Document section:
#####
Fourteen doctors and other medical professionals were among those charged in fraud schemes that totaled $258 million in California, Oregon and Arizona.
Charges were brought Wednesday against 34 people for alleged Medicare and Medicaid fraud in three states, according to the Department of Justice.
In California, 26 people, including 14 doctors or medical professionals, were charged with billing Medicare and other health plans for $257 million in fraudulent charges.
In addition, eight people, including three licensed medical professionals, were charged in Arizona and Oregon with defrauding Medicaid of more than $1 million, the federal agency said.
The charges targeted schemes billing Medicare and Medicaid for services, testing, and prescriptions that were not medically necessary or not actually provided to beneficiaries, the DOJ said.
“Today’s action shows that our ability to detect and prosecute healthcare fraud grows more sophisticated with each passing day,” said Assistant Attorney General Brian A. Benczkowski of the Justice Department’s Criminal Division, who made the announcement.
Among those charged are doctors, chiropractors, a pharmacist, a medical assistant and a physician assistant.
In one California case alone, six physicians from that state face charges. Among those charged were: Ronald Weaver, M.D., 70, of Pacific Palisades; John Weaver, M.D., 75, of Alhambra; Ronald Carlish, M.D., 78, of Pacific Palisades; Howard Elkin, M.D., 68, of Whittier; Wolfgang Scheele, M.D., 79, of Los Angeles and Nagesh Shetty, M.D., 74 of Huntington Beach. All were charged for their alleged participation in a $135 million scheme to defraud Medicare through medically unnecessary cardiac treatments and testing through Global Cardio Care of Inglewood, California, the DOJ said.
#####
Required actions:
1) Give the names of the physicians charged in the Global Cardio Care case, as the article on the Medicare and Medicaid fraud charges lists them.
2) Reproduce the article on the fraud charges word for word, from "Fourteen doctors and" down to "Department of Justice.".

Data extracts:
#####
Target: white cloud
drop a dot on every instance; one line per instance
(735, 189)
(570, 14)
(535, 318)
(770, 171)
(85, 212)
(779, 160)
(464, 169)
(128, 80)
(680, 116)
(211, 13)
#####
Answers below:
1)
Ronald Weaver
John Weaver
Ronald Carlish
Howard Elkin
Wolfgang Scheele
Nagesh Shetty

2)
Fourteen doctors and other medical professionals were among those charged in fraud schemes that totaled $258 million in California, Oregon and Arizona.
Charges were brought Wednesday against 34 people for alleged Medicare and Medicaid fraud in three states, according to the Department of Justice.